» TASK DIRECTIONS:
Copy every line from the records below that carries the word "knit".

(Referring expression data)
=== Begin Enclosure ===
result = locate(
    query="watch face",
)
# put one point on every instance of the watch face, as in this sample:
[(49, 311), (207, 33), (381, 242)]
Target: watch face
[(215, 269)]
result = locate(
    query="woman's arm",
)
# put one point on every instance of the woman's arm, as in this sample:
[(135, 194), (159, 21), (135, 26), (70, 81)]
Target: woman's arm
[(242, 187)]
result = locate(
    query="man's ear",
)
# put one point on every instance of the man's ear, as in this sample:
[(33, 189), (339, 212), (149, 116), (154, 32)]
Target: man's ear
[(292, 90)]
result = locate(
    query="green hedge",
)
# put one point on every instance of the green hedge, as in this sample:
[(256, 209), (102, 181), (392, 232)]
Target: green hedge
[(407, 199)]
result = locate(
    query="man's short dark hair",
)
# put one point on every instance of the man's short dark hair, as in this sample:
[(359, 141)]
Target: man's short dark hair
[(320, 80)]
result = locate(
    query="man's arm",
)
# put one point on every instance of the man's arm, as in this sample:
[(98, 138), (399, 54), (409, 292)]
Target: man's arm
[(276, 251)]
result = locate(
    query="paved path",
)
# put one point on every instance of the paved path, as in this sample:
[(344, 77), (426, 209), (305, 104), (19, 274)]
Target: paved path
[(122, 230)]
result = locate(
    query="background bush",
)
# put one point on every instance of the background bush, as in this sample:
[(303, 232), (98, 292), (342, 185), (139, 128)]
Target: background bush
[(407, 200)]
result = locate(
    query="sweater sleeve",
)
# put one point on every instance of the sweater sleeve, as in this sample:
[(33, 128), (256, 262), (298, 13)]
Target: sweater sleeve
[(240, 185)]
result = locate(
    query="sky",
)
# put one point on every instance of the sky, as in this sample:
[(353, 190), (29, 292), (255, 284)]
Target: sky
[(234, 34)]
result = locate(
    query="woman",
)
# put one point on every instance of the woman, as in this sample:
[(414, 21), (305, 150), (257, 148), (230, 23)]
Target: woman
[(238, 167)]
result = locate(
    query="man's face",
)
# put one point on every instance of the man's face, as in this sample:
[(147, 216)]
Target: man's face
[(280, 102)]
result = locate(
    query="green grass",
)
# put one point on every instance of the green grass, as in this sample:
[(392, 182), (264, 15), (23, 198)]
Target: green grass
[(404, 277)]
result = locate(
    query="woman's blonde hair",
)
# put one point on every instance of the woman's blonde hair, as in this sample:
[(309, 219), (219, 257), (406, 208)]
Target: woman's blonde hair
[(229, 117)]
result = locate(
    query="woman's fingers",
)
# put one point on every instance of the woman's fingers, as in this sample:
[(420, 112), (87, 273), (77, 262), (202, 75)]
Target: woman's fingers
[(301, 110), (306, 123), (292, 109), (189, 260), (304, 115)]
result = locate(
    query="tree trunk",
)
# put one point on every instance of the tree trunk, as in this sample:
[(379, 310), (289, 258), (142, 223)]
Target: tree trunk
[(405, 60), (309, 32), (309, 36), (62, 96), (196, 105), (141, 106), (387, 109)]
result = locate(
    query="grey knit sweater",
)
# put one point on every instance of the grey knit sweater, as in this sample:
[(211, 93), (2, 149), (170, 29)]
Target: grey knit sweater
=== End Enclosure ===
=== Begin Enclosure ===
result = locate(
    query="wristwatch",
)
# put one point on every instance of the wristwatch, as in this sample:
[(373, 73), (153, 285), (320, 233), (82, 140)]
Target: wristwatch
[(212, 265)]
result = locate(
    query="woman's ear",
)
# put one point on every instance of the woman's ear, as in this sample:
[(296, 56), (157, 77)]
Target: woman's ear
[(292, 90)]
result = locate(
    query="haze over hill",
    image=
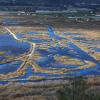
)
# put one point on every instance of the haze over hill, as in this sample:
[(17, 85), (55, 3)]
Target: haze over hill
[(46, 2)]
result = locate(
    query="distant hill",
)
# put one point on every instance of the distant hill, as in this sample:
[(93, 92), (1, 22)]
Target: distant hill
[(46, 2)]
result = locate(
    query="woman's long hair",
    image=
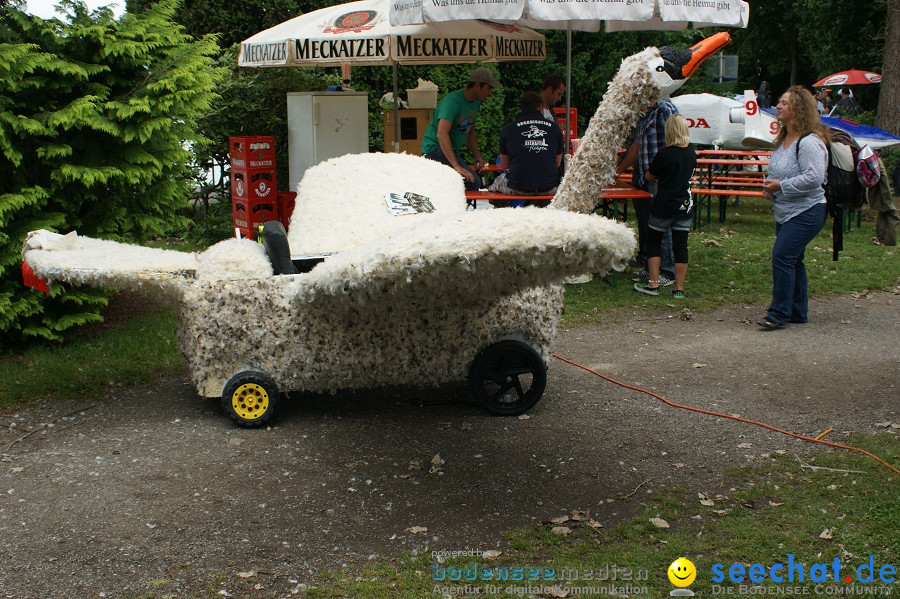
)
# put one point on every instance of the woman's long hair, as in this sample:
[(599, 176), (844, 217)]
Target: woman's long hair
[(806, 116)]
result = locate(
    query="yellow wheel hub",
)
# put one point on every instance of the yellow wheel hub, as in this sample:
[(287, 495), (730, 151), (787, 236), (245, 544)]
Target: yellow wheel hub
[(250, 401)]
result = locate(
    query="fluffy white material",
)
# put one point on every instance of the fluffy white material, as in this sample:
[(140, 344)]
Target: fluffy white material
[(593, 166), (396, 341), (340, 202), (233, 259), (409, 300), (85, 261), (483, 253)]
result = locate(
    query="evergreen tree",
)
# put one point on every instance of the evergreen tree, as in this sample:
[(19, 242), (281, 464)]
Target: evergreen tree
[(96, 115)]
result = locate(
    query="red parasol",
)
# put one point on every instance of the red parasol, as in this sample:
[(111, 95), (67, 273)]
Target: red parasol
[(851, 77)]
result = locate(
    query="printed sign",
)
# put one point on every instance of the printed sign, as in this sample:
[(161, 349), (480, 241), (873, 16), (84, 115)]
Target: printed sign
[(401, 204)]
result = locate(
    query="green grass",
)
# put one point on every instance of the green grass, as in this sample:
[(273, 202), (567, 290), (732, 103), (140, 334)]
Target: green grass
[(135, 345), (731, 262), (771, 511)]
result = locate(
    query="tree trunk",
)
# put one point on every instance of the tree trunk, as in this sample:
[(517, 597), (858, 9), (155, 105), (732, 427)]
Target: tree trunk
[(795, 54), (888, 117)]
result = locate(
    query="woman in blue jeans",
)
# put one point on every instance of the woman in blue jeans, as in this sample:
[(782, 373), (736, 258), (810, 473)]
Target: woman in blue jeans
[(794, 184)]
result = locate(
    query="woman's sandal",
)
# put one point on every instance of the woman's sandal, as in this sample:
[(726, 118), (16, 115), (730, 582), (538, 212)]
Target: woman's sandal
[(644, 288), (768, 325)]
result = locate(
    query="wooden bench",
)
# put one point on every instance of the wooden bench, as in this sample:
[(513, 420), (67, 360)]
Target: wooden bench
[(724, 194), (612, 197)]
=== End Enclosure ===
» TASK SOLUTION:
    query="grey knit sweater",
# put one point on every instance of the grey knit sweater, as in this sample:
Target: grey knit sweater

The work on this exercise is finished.